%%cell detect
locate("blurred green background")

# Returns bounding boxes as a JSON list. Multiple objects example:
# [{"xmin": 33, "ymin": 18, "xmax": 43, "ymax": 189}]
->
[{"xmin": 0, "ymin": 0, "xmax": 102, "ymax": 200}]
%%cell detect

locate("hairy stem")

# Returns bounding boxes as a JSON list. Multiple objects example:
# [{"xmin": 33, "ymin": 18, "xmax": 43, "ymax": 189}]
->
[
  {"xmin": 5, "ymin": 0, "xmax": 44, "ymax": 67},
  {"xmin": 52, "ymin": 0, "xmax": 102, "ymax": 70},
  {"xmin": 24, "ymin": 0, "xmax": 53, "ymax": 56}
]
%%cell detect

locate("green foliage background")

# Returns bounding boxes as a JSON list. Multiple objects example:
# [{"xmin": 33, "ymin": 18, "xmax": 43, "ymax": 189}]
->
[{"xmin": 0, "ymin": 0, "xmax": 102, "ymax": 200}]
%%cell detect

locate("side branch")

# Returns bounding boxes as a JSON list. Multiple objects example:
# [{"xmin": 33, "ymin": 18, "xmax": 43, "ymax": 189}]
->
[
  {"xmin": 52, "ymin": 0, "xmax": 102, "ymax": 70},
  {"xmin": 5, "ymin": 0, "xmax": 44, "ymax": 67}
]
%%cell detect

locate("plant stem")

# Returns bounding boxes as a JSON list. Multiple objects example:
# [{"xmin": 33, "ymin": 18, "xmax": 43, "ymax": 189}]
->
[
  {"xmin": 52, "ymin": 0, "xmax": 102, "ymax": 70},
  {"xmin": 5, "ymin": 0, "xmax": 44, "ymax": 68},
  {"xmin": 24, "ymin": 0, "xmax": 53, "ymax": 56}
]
==============================
- _WRITTEN TASK_: Please copy all of the data above in full, shifting each bounding-box coordinate that follows an "->" line up by 45. Leave the commented format sample lines and everything else unchanged.

- _SOLUTION FOR THIS TASK_:
%%cell detect
locate("blurred green background")

# Returns bounding boxes as a JSON list. Multiple objects example:
# [{"xmin": 33, "ymin": 18, "xmax": 43, "ymax": 189}]
->
[{"xmin": 45, "ymin": 45, "xmax": 147, "ymax": 245}]
%%cell detect

locate("hairy stem")

# Returns bounding boxes as a JSON list. Multiple objects example:
# [{"xmin": 33, "ymin": 18, "xmax": 43, "ymax": 189}]
->
[
  {"xmin": 50, "ymin": 45, "xmax": 89, "ymax": 112},
  {"xmin": 97, "ymin": 45, "xmax": 147, "ymax": 115},
  {"xmin": 69, "ymin": 45, "xmax": 98, "ymax": 101}
]
%%cell detect

locate("green foliage background")

# Returns bounding boxes as a JSON list. Multiple objects example:
# [{"xmin": 33, "ymin": 18, "xmax": 43, "ymax": 189}]
->
[{"xmin": 45, "ymin": 45, "xmax": 147, "ymax": 245}]
%%cell detect

locate("side branch")

# Returns bounding boxes as a JSON list. Multiple objects example:
# [{"xmin": 33, "ymin": 18, "xmax": 43, "ymax": 189}]
->
[
  {"xmin": 97, "ymin": 45, "xmax": 147, "ymax": 115},
  {"xmin": 50, "ymin": 45, "xmax": 89, "ymax": 112}
]
%%cell detect

locate("plant stem")

# Returns bounding boxes as a JSON list. Multiple objects example:
# [{"xmin": 33, "ymin": 18, "xmax": 43, "ymax": 189}]
->
[
  {"xmin": 97, "ymin": 45, "xmax": 147, "ymax": 115},
  {"xmin": 50, "ymin": 45, "xmax": 89, "ymax": 113},
  {"xmin": 69, "ymin": 45, "xmax": 98, "ymax": 101}
]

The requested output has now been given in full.